● Text segment
Security: Politics, Humanity, and the Philology of Care
- Cover
- Author: John T. Hamilton
- Language: English
- Series: Translation/Transnation
- Subject: Security, politics, philology
- Genre: Non-fiction
- Publisher: Princeton University Press
- Publication date: 5 May 2013
- Publication place: United States
- Media type: Print (Hardcover, Paperback), eBook
- Pages: 336
- ISBN: 9780691157528

= Security: Politics, Humanity, and the Philology of Care =

2013 book by John T. Hamilton

Security: Politics, Humanity, and the Philology of Care is book by American literary scholar and musician John T. Hamilton. It was published in 2013 by Princeton University Press. The book offers a philological exploration of the concept of security, a term frequently invoked in contemporary political and cultural discourse yet one that remains largely undefined. Hamilton delves into the historical and linguistic origins of the word, analyzing its dual connotations of meaning both "carefree" and "careless." Spanning a wide range of texts from ancient Greek poetry to the works of modern philosophers such as Kant, Nietzsche, and Heidegger, the book critically examines how security is intertwined with notions of safety, negligence, confidence, and ignorance. Hamilton questions whether the pursuit of security, often at the expense of freedom and human rights, truly alleviates fear or exacerbates it, and whether contemporary obsessions with achieving absolute security pose significant risks to society.

== Summary ==
The book explores the multifaceted and often ambiguous concept of security. Through a philological and philosophical lens, Hamilton examines how the notion of security has evolved over time, tracing its origins and various interpretations from ancient Greek and Roman texts to modern political and intellectual thought.

The book is divided into three parts. In the first part, "Preliminary Concerns," Hamilton discusses the broad and versatile nature of security, highlighting how the term is employed in various contexts, including national, social, and cyber-security. He argues that security, originating from the Latin securitas (meaning "freedom from care"), inherently carries a dual meaning: it can imply both a state of being carefree and a dangerous form of negligence. This section also contrasts philological approaches to security with more rigid political interpretations, questioning whether the pursuit of absolute security undermines the very freedoms it aims to protect.

The second part, "Etymologies and Figures," delves deeper into the historical and semantic roots of the term. Hamilton provides a detailed examination of the word securitas as used by Roman authors like Cicero and Seneca, exploring its connotations of mental tranquility and its implications in both public and private life. The section further investigates how literary and philosophical texts from the Greco-Roman period portray security in relation to other concepts, such as stability and instability, land and sea, and the familiar versus the unknown.

In the third part, "Occupying Security," Hamilton addresses the modern implications of security, focusing on how the concept has been shaped by political events and ideologies. He critiques the ways in which contemporary society's obsession with security has led to paradoxical outcomes, such as the erosion of civil liberties in the name of protection. Hamilton goes on to examine the tension between security and freedom, drawing on historical examples and philosophical arguments to suggest that an overemphasis on security can lead to the very dangers it seeks to prevent.

● Supplied information
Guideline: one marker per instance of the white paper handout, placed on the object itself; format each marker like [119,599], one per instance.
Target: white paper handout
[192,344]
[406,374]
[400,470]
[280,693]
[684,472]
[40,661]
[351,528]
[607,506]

● To do
Decide whether each statement below agrees with the article on Hamilton's book about security, answering yes or no and quoting the deciding words of the article.
1. Princeton University Press published the book in 2013.
2. The book has four parts.
3. The book examines how Cicero and Seneca used the word securitas.

● Right answer
1. Yes: "It was published in 2013 by Princeton University Press."
2. No: "The book is divided into three parts."
3. Yes: "Hamilton provides a detailed examination of the word securitas as used by Roman authors like Cicero and Seneca"